Passage ▸
---------------
When checking the code of Connect method it even looks like client callback is singleton communicating with all 48 services, isn't it? What concurrency mode is used on that callback? If concurrency mode is single there can be timeout problems when calling the callback because message size is set to 16MB. If all 48 processes sends 16MB message in the same time they will be queued and processed in FIFO order. Default settings demands processing within 30s otherwise timeout exception occures and channel is faulted. If the concurrency mode is multiply there still can be some synchronization problems inside callback implementation.

Ladislav Mrnka
I Agree, WCF exposes very little information when it comes to debugging. As far as I know, you'll get this exception if you re-use a proxy client or channel after a fault as been thrown. Make sure to use SvcTraceViewer.exe too. Good luck.
Maxime
There are 48 services running within a single application on the host PC. There are (up to) 48 separate remote processes running on 4 other PCs. I am currently using ConcurrencyMode as single for both ends of the communication. The part about needing to be processed in 30s fits in with what appears to be happening.
MGSoto
The 16MB was the problem, we were completely overloading the network and systems at one point during our tests. Thanks for helping us (me and Firoso) figure out the issue, we have since reduced it to 128KB, and there have been no further issues.
MGSoto
A: 

I can help you find out why the connection is faulted:

There is an issue with WCF where if the channel is faulted, calling Dispose() results in a CommunicationObjectFaultedException (which is what your stack trace shows). After a Channel enters the faulted state Abort() should be called rather than Close(). Unfortunately a WCF client’s Dispose() calls Close(). This means that how you would normally handle a disposable object in C# (like wrapping them in a using statement) is a bug. Here’s Microsoft's official description of the issue.
---------------
Problems to solve ▸
a: In the WCF thread, what message size was set after the 16MB size was found to be the problem?
b: Extract the part of the WCF thread from "Ladislav Mrnka" to "no further issues.".
The lines here come from a separate source.

Dataset entries ▸
---------------
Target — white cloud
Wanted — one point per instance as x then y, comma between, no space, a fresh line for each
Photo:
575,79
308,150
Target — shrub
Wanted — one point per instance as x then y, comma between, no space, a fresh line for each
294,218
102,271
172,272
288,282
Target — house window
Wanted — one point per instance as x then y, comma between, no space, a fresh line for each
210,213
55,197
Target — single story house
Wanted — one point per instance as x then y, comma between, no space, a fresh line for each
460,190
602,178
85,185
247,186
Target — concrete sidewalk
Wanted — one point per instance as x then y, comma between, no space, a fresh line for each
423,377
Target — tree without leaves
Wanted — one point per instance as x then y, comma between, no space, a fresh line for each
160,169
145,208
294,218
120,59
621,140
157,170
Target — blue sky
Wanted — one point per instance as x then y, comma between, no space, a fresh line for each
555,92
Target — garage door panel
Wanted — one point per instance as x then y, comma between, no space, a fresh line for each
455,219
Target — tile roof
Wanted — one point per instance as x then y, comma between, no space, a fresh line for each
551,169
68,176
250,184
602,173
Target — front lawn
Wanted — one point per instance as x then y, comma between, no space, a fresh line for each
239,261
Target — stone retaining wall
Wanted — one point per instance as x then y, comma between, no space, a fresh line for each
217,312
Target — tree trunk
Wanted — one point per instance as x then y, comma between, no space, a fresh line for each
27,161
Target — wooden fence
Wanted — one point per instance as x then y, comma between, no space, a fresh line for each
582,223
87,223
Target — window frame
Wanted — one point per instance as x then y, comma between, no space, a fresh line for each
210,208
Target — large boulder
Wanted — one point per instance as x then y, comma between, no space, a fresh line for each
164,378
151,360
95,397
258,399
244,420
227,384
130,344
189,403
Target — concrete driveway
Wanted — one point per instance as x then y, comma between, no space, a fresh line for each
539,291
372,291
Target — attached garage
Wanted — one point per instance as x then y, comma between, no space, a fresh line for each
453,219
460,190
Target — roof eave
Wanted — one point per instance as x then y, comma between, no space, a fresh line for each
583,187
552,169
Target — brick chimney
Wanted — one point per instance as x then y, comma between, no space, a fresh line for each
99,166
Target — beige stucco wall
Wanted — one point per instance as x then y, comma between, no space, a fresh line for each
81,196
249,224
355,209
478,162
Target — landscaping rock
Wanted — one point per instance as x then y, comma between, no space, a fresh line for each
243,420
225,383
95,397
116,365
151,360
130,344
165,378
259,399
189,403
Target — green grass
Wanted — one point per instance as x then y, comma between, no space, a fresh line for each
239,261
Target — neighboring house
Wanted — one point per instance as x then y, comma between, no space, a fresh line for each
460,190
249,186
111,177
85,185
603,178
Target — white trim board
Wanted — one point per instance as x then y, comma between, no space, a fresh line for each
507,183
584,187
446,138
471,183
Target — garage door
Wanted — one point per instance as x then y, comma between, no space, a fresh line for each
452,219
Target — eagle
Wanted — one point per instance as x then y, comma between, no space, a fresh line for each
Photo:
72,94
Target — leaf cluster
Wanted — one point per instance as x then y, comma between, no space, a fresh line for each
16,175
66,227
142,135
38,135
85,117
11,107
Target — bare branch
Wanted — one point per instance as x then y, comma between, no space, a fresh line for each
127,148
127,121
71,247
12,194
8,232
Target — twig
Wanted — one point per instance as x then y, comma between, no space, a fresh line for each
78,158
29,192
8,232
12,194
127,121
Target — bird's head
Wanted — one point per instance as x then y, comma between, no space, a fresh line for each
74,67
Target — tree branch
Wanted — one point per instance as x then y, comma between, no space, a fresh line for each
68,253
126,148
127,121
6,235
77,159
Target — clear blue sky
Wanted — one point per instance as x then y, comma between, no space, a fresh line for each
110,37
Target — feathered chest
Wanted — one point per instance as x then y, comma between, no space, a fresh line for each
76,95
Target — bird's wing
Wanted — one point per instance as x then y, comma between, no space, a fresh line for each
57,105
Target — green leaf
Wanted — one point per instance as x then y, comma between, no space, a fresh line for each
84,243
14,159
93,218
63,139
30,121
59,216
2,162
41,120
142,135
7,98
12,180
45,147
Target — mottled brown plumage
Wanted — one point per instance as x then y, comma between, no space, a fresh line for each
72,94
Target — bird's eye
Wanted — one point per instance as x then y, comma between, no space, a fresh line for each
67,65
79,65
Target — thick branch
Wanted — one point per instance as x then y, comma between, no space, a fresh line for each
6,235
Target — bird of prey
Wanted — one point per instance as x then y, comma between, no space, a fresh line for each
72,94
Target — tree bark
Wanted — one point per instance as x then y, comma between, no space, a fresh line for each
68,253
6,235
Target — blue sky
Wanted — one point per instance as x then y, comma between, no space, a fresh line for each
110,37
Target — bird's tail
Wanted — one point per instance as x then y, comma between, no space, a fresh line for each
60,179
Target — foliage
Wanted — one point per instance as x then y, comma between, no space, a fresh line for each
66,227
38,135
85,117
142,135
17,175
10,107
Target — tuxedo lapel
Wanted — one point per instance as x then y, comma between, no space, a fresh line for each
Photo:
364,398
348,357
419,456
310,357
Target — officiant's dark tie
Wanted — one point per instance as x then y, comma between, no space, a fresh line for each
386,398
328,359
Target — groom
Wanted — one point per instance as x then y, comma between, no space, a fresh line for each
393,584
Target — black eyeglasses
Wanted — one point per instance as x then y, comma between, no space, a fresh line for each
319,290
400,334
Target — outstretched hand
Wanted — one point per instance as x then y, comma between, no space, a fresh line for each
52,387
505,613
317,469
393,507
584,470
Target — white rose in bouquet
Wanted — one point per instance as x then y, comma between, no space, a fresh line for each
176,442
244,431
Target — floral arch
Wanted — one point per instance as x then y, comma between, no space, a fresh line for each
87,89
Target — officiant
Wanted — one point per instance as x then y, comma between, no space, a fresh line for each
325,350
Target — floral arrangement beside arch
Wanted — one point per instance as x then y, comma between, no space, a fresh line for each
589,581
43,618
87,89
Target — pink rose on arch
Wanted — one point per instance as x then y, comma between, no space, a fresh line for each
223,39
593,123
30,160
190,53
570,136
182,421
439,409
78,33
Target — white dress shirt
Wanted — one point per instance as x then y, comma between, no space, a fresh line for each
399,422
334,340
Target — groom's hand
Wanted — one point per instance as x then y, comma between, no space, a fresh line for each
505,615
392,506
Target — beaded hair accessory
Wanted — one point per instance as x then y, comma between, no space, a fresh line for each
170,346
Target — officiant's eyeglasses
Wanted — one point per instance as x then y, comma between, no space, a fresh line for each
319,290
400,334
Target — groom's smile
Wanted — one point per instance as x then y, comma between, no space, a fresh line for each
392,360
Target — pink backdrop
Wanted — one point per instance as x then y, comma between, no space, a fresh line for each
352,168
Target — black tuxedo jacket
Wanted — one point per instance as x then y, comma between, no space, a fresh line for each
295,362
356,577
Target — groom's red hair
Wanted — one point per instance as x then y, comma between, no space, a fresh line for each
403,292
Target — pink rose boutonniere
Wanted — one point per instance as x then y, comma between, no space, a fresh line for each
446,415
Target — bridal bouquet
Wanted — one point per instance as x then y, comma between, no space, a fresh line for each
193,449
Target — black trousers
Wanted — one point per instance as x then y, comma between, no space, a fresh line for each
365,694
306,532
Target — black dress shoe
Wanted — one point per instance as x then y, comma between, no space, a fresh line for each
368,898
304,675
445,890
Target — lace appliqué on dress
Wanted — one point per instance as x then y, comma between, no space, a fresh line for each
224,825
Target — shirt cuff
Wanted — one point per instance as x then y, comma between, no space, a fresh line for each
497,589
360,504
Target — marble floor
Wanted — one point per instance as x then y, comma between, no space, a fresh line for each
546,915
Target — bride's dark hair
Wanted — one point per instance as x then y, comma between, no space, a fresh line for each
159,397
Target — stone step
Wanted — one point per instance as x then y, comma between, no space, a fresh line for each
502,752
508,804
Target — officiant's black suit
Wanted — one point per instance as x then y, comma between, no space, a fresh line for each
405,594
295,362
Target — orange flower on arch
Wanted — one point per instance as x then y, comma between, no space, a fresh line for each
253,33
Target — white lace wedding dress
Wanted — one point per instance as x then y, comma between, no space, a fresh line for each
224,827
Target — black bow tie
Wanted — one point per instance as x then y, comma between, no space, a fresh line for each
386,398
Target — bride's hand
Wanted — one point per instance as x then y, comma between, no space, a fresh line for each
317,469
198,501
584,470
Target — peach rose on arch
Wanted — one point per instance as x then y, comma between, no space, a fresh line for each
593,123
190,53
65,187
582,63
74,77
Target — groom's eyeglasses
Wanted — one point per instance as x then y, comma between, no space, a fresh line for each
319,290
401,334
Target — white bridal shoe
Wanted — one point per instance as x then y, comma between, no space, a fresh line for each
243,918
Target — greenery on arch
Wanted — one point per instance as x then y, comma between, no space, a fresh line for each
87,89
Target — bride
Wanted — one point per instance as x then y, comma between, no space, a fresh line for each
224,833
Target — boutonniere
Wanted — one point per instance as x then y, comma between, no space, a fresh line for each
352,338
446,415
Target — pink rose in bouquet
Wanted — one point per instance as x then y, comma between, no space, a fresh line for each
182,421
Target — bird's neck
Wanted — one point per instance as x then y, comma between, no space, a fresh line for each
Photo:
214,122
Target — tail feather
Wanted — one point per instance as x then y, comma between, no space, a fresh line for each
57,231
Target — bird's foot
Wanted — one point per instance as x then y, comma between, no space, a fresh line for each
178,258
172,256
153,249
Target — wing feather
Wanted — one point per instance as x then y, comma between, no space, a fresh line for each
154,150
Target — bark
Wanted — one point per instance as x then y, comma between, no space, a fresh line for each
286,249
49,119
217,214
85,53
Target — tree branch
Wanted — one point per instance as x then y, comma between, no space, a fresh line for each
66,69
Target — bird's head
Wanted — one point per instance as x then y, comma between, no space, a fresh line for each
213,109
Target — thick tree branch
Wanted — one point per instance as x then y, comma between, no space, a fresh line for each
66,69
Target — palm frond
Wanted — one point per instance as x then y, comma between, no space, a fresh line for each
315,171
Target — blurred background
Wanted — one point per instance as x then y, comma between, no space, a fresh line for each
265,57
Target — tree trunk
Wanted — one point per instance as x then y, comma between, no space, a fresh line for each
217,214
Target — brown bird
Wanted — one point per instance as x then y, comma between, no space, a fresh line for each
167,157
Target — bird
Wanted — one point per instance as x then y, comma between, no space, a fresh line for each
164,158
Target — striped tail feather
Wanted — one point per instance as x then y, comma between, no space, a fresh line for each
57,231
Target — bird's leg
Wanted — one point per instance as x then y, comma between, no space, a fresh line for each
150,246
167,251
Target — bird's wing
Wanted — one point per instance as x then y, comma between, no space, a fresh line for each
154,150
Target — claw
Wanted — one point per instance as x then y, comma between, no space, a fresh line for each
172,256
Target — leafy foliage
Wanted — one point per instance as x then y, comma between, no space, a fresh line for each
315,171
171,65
---------------
Response list ▸
a: 128KB

b:
Ladislav Mrnka
I Agree, WCF exposes very little information when it comes to debugging. As far as I know, you'll get this exception if you re-use a proxy client or channel after a fault as been thrown. Make sure to use SvcTraceViewer.exe too. Good luck.
Maxime
There are 48 services running within a single application on the host PC. There are (up to) 48 separate remote processes running on 4 other PCs. I am currently using ConcurrencyMode as single for both ends of the communication. The part about needing to be processed in 30s fits in with what appears to be happening.
MGSoto
The 16MB was the problem, we were completely overloading the network and systems at one point during our tests. Thanks for helping us (me and Firoso) figure out the issue, we have since reduced it to 128KB, and there have been no further issues.